┌─ MATERIAL FOR THIS EXERCISE
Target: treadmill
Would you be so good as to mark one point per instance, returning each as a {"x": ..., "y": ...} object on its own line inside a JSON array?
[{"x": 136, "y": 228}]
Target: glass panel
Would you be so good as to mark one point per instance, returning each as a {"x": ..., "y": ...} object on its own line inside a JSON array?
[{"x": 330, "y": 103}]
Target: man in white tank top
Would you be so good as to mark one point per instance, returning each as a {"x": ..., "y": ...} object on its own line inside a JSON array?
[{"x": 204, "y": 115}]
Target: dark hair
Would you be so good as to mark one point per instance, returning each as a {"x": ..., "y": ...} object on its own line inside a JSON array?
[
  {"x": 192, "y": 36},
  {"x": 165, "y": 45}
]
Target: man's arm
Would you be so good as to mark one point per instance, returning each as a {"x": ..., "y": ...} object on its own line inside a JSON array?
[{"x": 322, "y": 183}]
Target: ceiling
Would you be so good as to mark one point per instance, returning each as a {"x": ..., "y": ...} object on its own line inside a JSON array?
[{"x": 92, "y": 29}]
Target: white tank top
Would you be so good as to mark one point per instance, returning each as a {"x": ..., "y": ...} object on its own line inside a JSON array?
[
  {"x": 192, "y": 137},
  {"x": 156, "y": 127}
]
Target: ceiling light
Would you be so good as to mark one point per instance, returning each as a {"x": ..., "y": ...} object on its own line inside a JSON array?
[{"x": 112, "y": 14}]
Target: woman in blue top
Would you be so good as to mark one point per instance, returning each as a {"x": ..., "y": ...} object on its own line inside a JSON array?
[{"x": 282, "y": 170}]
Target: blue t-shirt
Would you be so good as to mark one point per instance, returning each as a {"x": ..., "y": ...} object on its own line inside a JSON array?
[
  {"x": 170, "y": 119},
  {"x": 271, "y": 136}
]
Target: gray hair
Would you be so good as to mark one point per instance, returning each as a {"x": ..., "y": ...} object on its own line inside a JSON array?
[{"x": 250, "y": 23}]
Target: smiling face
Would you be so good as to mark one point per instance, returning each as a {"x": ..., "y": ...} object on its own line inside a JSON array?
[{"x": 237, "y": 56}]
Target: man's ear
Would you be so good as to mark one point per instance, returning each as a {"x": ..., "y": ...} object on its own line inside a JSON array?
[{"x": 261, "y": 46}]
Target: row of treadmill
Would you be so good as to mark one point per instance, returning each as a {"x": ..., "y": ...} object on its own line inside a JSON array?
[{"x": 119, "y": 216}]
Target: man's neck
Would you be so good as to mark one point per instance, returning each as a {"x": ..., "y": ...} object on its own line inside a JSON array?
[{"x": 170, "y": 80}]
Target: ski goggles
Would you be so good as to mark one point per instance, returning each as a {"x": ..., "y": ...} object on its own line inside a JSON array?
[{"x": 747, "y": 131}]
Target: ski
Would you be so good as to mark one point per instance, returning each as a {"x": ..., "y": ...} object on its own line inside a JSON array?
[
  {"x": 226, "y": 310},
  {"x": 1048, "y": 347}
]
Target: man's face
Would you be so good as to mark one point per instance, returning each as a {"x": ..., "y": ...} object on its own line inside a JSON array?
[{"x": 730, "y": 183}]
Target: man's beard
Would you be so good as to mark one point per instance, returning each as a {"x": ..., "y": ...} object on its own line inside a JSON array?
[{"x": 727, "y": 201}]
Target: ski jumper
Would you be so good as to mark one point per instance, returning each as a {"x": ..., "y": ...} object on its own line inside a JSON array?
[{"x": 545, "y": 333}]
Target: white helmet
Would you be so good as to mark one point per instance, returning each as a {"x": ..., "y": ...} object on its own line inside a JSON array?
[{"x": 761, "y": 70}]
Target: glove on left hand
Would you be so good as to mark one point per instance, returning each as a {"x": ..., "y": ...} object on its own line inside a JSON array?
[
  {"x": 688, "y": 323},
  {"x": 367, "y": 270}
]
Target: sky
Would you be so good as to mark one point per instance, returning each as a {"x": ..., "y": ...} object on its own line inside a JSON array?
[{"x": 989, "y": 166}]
└─
▶ _EXERCISE_
Rewrite the entries starting with the line that contains "Target: glove on left hand" and going on through the end of the entries, requests included, shifting every coordinate in the answers by -42.

▶ _FINISHED TASK_
Target: glove on left hand
Would you be so good as to mark one point per instance, returning each as a {"x": ..., "y": ...} object on its own line inside a JSON array?
[
  {"x": 646, "y": 281},
  {"x": 325, "y": 228}
]
Target: sky
Would you be so good as to mark one point per instance, returning each as a {"x": ..., "y": ...} object on its own line inside a JSON array?
[{"x": 947, "y": 124}]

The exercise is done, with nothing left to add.